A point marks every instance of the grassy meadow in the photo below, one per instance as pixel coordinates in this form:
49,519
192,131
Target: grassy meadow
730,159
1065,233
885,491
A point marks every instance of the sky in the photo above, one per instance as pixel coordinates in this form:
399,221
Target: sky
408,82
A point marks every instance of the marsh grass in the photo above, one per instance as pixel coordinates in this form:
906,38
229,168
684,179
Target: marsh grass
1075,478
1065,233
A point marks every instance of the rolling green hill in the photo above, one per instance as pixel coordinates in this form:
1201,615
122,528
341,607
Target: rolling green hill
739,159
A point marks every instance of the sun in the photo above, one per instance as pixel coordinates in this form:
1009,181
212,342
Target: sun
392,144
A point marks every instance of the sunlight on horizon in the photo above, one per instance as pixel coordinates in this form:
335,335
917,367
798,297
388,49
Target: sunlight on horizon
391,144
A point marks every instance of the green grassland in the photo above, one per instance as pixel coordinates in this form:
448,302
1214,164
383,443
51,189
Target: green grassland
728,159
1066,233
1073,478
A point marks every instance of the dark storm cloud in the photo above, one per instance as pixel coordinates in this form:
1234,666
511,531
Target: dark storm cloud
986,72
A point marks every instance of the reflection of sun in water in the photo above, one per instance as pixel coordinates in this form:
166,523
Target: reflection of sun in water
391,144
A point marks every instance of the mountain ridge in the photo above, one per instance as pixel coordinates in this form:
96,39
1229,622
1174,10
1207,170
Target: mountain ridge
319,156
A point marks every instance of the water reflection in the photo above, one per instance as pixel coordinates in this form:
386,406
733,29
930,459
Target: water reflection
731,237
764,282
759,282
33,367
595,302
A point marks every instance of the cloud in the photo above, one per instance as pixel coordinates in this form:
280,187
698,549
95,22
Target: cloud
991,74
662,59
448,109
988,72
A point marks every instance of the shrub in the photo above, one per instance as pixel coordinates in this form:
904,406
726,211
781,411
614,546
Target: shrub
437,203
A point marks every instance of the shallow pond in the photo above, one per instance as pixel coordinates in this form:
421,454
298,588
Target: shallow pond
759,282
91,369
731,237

-------

The full material above needs to be returned unaltered.

A point marks every instance of the grassy meadow in the photo below, one per instance as pixel coordinates in this form:
49,519
192,131
Target: grassy meadow
730,159
1065,233
885,491
A point marks every instance of the sky in the photo above, one per instance as pixel coordinates in this form:
399,221
Target: sky
408,82
A point marks every instance of the marsh grass in the photo above, one per instance as pixel coordinates in this form:
906,38
229,168
684,179
Target: marsh grass
1075,478
1065,233
A point marks every instance of the rolling green hill in the photo above, one per instance as pixel coordinates in this form:
1201,615
122,528
341,607
Target: rolling green hill
739,159
A point marks every instance of the sun in the photo above, one per instance as pixel coordinates in this form:
1009,181
212,342
Target: sun
392,144
A point marks every instance of the sunlight on horizon in the photo above, one per instance as pixel coordinates in this form:
335,335
917,367
798,297
388,49
Target: sunlight on horizon
391,144
A point marks every instance of the green grassland in the photo above, one per instance as pixel coordinates in this form:
448,302
1214,164
383,443
51,189
Target: green grassland
728,159
1066,233
1073,478
A point marks every instance of the dark storm cloud in the photo above, one per instance as pixel coordinates in this form:
1234,666
511,531
Target: dark storm cloud
986,72
A point marks every instance of the reflection of sun in water in the photo above, one per instance as pixel coordinates in this form:
166,523
Target: reflection of sun in water
391,144
A point marks every instance of the mountain ridge in the photo above, one per instance as pixel coordinates in this form:
96,39
1229,622
1174,10
1207,170
Target: mountain ridge
319,156
A point marks every instance of the water reflection in the photo above, one per instance as pixel coordinates in this form:
386,406
733,29
930,459
Target: water reflection
731,237
764,282
759,282
33,367
595,302
A point marks every instance of the cloud in the photo above, one per instance as pixel coordinates in this form:
280,187
698,549
95,22
Target: cloud
991,74
662,59
448,109
988,72
A point marks every instance of the shrub in the photo above, one per instance as pixel coordinates in this form:
904,406
726,211
781,411
614,546
Target: shrub
437,203
A point marks every instance of the shallow pond in the photo above, one per instance as pixel coordinates in this form:
421,454
298,588
Target: shallow pond
759,282
91,369
731,237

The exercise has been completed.